> _WHAT TO DO_: Extend the documentation for the wrapping transformation function, picking up right after its last parameter entry.

> _READING PASSAGE_:
☆ ☆ ☆ ☆ ☆

Implementation of the wrapping transformation using the following function:

\[\begin{split}\Psi_{b, c}(z) = \begin{cases} z & \text{if } \ 0 \leq |z| < b, \\ q_1 \tanh\left(q_2 (c - |z|)\right) \mathrm{sign}(z) & \text{if } \ b \leq |z| \leq c, \\ 0 & \text{if } \ c < |z|. \end{cases}\end{split}\]
Parameters:
  • X (np.ndarray) – Data to be transformed, must have shape (N, D).

  • b (float, optional) – Lower cutoff. Defaults to 1.5.

  • c (float, optional) – Upper cutoff. Defaults to 4.0.

  • q1 (float, optional) – Transformation parameter (see formula). Defaults to 1.540793.

  • q2 (float, optional) – Transformation parameter (see formula). Defaults to 0.8622731.

  • rescale (bool, optional) – Whether to rescale the wrapped data such that the robust location and scale of the transformed data are the same as the original data. Defaults to True.

☆ ☆ ☆ ☆ ☆

> _DATA ROWS_:
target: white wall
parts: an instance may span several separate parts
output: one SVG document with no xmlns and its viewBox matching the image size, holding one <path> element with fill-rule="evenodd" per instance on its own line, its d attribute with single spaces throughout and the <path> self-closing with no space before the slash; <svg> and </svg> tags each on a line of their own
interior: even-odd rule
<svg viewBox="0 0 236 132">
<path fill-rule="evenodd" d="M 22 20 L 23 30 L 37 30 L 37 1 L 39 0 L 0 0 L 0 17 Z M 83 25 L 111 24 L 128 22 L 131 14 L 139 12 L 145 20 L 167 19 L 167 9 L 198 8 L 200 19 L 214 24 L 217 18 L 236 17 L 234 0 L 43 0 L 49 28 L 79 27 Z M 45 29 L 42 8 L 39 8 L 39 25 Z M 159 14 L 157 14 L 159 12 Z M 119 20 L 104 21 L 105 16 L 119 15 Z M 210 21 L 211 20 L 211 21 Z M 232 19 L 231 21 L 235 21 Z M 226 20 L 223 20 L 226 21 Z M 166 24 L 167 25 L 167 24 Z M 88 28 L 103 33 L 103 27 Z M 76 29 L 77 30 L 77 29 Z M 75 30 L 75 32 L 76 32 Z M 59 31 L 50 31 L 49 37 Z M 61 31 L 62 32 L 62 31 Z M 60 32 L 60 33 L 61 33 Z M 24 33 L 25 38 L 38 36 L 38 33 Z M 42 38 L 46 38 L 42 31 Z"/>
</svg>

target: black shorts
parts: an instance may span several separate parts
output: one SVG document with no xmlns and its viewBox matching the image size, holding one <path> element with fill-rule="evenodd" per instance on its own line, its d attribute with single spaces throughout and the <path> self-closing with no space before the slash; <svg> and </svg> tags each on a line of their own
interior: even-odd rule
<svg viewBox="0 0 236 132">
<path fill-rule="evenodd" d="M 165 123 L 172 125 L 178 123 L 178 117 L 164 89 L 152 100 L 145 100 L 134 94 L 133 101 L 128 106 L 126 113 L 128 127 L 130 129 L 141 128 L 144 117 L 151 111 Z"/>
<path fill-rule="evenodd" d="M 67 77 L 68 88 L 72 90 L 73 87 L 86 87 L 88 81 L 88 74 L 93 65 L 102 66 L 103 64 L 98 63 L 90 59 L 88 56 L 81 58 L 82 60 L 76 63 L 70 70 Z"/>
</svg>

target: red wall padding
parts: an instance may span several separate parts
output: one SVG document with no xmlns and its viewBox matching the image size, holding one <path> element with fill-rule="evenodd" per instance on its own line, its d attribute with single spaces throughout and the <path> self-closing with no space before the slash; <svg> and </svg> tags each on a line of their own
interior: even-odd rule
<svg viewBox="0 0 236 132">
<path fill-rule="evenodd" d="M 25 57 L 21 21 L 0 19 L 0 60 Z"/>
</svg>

☆ ☆ ☆ ☆ ☆

> _SOLVED PROBLEM_:
  • location_estimator (Callable[[np.ndarray, int], np.ndarray], optional) – Function to estimate the location of the data, should accept an array like input as first value and a named argument axis. Defaults to np.median.

  • scale_estimator (Callable[[np.ndarray, int], np.ndarray], optional) – Function to estimate the scale of the data, should accept an array like input as first value and a named argument axis. Defaults to median_abs_deviation.

Returns:

The transformed data.

Return type:

np.ndarray

References

  • Raymaekers, J., & Rousseeuw, P. J. (2021). Fast robust correlation for high-dimensional data. Technometrics, 63(2), 184-198.